> EXERCISE:
Reproduce the entries below, please. Keep every character the same.

> MATERIAL FOR THE TASK:

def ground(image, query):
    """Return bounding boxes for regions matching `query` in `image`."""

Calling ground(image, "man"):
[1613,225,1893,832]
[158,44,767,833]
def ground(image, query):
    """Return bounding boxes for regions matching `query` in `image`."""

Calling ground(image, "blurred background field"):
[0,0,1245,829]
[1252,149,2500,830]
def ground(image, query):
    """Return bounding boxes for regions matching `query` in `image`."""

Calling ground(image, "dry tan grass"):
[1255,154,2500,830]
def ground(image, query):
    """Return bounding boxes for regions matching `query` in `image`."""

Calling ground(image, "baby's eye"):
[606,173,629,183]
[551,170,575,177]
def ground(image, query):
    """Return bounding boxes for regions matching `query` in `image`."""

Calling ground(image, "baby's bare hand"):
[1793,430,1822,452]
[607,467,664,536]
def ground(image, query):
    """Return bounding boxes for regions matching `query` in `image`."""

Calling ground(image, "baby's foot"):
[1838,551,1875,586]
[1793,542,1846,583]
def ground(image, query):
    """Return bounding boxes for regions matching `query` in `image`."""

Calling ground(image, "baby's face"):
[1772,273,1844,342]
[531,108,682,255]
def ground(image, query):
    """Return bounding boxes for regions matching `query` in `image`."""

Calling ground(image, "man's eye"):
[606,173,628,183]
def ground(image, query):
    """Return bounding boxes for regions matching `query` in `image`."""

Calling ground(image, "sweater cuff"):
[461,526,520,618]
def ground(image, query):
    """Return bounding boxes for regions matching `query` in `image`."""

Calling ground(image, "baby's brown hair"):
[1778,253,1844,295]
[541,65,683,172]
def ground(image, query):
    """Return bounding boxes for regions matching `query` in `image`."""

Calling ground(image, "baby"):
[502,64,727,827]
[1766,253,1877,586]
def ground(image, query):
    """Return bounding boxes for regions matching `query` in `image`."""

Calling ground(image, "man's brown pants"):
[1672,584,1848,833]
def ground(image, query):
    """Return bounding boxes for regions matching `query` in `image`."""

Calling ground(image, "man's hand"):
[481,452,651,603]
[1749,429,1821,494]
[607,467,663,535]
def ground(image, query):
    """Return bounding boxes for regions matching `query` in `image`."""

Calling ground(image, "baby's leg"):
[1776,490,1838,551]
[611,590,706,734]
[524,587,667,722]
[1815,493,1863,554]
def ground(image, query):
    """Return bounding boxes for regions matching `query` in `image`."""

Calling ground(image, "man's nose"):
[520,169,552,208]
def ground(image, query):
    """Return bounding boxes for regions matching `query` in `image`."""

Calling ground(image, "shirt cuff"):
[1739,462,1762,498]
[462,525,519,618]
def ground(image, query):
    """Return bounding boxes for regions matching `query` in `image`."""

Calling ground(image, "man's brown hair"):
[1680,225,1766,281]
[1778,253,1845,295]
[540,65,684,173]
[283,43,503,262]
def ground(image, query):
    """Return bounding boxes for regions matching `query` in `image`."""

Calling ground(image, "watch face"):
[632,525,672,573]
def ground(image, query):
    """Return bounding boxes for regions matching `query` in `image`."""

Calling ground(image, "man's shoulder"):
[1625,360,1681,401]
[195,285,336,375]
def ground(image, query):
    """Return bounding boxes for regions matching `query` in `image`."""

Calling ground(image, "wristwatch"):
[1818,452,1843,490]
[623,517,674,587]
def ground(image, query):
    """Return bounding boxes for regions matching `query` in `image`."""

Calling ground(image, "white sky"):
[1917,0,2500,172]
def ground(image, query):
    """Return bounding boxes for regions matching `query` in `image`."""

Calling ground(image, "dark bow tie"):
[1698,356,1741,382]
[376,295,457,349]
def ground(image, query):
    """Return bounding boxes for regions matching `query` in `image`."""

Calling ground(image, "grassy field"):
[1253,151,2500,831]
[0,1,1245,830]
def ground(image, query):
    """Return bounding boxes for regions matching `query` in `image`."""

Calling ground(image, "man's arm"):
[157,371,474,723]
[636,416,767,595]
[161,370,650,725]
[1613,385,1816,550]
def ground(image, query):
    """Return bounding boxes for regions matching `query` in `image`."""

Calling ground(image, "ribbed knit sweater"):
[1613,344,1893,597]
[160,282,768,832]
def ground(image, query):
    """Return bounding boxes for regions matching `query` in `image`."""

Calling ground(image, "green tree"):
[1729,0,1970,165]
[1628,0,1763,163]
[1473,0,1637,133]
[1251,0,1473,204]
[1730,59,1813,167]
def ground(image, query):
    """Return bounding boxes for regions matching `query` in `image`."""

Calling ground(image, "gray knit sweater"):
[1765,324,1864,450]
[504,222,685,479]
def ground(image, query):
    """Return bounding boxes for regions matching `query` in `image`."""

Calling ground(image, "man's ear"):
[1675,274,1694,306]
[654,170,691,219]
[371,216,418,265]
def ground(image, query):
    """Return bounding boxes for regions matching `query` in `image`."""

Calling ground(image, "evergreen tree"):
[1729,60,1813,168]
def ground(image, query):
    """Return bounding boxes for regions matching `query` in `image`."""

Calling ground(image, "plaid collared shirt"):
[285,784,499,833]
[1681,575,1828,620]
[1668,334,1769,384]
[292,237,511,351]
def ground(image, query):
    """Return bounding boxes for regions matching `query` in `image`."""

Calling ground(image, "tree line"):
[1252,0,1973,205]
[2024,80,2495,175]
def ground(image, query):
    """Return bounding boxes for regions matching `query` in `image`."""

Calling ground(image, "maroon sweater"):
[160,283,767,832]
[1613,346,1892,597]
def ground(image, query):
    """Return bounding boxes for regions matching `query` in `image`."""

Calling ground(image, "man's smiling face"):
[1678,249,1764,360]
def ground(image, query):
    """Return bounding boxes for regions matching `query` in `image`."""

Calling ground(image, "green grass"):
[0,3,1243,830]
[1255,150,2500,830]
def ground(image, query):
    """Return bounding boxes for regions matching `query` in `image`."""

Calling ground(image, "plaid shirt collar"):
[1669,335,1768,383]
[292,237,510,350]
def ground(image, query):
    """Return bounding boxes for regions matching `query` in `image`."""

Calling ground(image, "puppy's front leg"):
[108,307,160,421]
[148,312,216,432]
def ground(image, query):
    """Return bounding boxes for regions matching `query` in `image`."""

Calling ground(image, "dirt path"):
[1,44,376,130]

> SOLUTION:
def ground(image, query):
    """Return bounding boxes for regions matching `query` in `image`."""

Calling ground(image, "man"):
[1613,225,1893,832]
[158,44,767,833]
def ground(image, query):
    """Return bounding boxes for regions matching `query` in `image`."""

Calling ground(image, "blurred background field"):
[0,0,1245,829]
[1252,149,2500,830]
def ground(image, query):
    """Return bounding boxes for regions matching `query` in `image`."""

Calling ground(image, "dry tan grass"):
[1255,154,2500,830]
def ground(image, query):
    """Return bounding boxes for regions matching `query` in `image`."""

Calling ground(image, "baby's eye"):
[606,173,629,183]
[551,170,575,177]
def ground(image, query):
    """Return bounding boxes for regions matching `query` in `image`."""

Calling ground(image, "baby's bare hand"):
[1793,430,1822,452]
[607,467,664,536]
def ground(image, query):
    """Return bounding boxes for regions matching `query` in `image`."""

Calling ground(image, "baby's foot"):
[1838,551,1875,586]
[1793,542,1846,583]
def ground(image, query):
    """Return bounding boxes for regions matching `query` in `image`."""

Calling ground(image, "baby's face"):
[1772,273,1844,342]
[531,108,682,255]
def ground(image, query):
    """Return bounding boxes for regions matching `query` in `image`."""

Calling ground(image, "man's eye"):
[606,173,628,183]
def ground(image, query):
    """Return bounding boxes for regions matching `query` in `image`."""

Calling ground(image, "sweater cuff"):
[461,526,520,618]
def ground(image, query):
    """Return bounding boxes for regions matching `query` in `image`."""

Calling ground(image, "baby's brown hair"):
[1778,253,1844,295]
[541,65,683,172]
def ground(image, query):
    """Return bounding boxes for regions matching `query` in `image`."""

Calling ground(image, "baby"):
[502,64,727,827]
[1766,253,1877,586]
def ground(image, query):
    """Return bounding boxes for regions matching `query` in `image`."""

Calling ground(image, "man's brown pants"):
[1672,584,1848,833]
def ground(image, query):
    """Return bounding boxes for regions matching `query` in `image`."""

Calling ground(image, "man's hand"):
[481,452,651,603]
[1749,429,1821,494]
[607,467,663,535]
def ground(image, query):
    """Return bounding boxes for regions matching `query` in `image`."""

Calling ground(image, "baby's leg"):
[1776,490,1838,551]
[611,590,706,734]
[524,587,667,722]
[1815,493,1863,554]
def ground(image, query):
    """Return bounding boxes for regions matching `query` in `image`."""

Calling ground(image, "man's nose"):
[520,169,552,208]
def ground(image, query):
    """Return bounding boxes for regions matching `query` in `image`."""

Calling ground(image, "shirt cuff"):
[1739,462,1762,498]
[462,525,519,618]
def ground(image, query):
    """Return bounding boxes for regions matching `query` in `image`."""

Calling ground(image, "man's brown hair"):
[1680,225,1766,281]
[1778,253,1845,295]
[540,65,684,173]
[283,43,503,262]
def ground(image, query):
    """Return bounding boxes for regions matching `query` in `image`."""

Calling ground(image, "watch face"):
[632,525,672,573]
def ground(image, query):
    """Return bounding boxes for regions matching `query` in `image`."""

Calling ground(image, "man's shoulder"):
[1625,360,1681,401]
[195,285,336,375]
def ground(image, query):
    """Return bounding boxes for regions matching `query` in `image`."""

Calling ground(image, "wristwatch"):
[1818,452,1843,490]
[623,517,674,587]
def ground(image, query):
    """Return bounding boxes for regions matching `query` in `image`."""

Calling ground(image, "white sky"):
[1917,0,2500,172]
def ground(image, query):
    """Return bounding boxes for regions matching `query` in `image`."""

Calling ground(image, "dark bow tie"):
[1698,356,1741,382]
[376,295,457,349]
def ground(image, query):
    """Return bounding boxes for regions matching `query` in `image`."""

Calling ground(image, "grassy field"):
[1253,151,2500,831]
[0,1,1245,830]
def ground(image, query):
    """Return bounding boxes for regions matching `query` in `image`."""

Calling ground(image, "man's arm"):
[157,371,474,723]
[636,416,767,595]
[161,370,650,725]
[1613,385,1816,550]
def ground(image, query):
    """Return bounding boxes for regions matching `query` in `image`."""

Calling ground(image, "ribbed knit sweater"):
[1613,344,1893,597]
[160,282,768,832]
def ground(image, query):
    """Return bounding boxes for regions matching `query` in `image`."""

Calling ground(image, "green tree"):
[1729,0,1970,165]
[1628,0,1763,163]
[1473,0,1637,133]
[1251,0,1473,204]
[1730,59,1813,167]
def ground(image, query):
    """Return bounding boxes for regions matching `query` in `image`."""

Calling ground(image, "gray knit sweater"):
[1765,324,1864,450]
[504,222,685,479]
def ground(image, query):
    """Return bounding boxes for regions matching `query` in `image`."""

Calling ground(image, "man's ear"):
[1675,274,1694,306]
[654,170,691,219]
[371,216,418,265]
def ground(image, query):
    """Return bounding boxes for regions matching `query` in `image`."""

Calling ground(image, "evergreen tree"):
[1729,60,1813,168]
def ground(image, query):
    """Return bounding boxes for regions matching `query` in `image`."""

Calling ground(image, "plaid collared shirt"):
[285,784,499,833]
[1681,575,1828,620]
[1668,334,1769,384]
[292,237,511,351]
def ground(image, query):
    """Return bounding boxes for regions matching `query` in `image`."""

Calling ground(image, "tree line"):
[1252,0,1973,205]
[2024,80,2495,175]
def ground(image, query):
    """Return bounding boxes for regions matching `query` in `image`."""

Calling ground(image, "maroon sweater"):
[160,283,767,832]
[1613,346,1892,597]
def ground(image, query):
    """Return bounding boxes for regions matching `query` in `image`."""

Calling ground(image, "man's smiling face"):
[1678,249,1764,360]
def ground(image, query):
    """Return bounding boxes for regions matching `query` in `image`."""

Calling ground(image, "green grass"):
[0,3,1243,830]
[1255,150,2500,830]
def ground(image, query):
    """Return bounding boxes for regions matching `query` in `image`."""

Calling ground(image, "plaid shirt collar"):
[1669,335,1768,383]
[292,237,510,350]
def ground(image, query):
    """Return bounding boxes for regions matching `query` in `image`."""

Calling ground(image, "puppy's front leg"):
[108,307,160,421]
[148,312,216,432]
def ground(image, query):
    """Return bounding boxes for regions matching `query` in `image`."""

Calling ground(image, "dirt path"):
[1,44,376,130]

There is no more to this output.